--- Data for the task ---
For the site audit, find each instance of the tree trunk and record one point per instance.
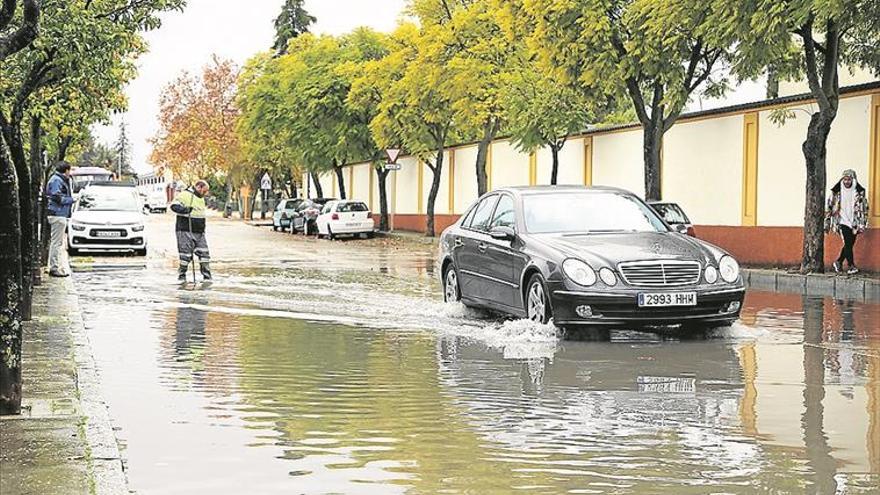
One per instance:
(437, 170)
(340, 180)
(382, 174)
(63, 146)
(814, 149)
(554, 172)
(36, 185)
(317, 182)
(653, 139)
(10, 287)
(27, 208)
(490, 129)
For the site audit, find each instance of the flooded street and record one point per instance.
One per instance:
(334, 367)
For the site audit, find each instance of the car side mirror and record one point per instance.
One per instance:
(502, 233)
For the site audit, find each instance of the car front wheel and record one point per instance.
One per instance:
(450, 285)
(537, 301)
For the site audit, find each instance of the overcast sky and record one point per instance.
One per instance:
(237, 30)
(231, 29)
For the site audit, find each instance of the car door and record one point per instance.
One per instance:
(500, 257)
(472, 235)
...
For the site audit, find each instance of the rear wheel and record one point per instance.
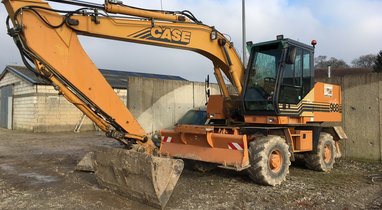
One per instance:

--- Exercise goal ---
Only lines with the word "wheel" belong in the answer; copy each of them from the material above.

--- Written response ---
For the site audit, find each instance of the car front wheel and record one point per instance.
For the site audit, find each instance of the rear wheel and record one point per instance.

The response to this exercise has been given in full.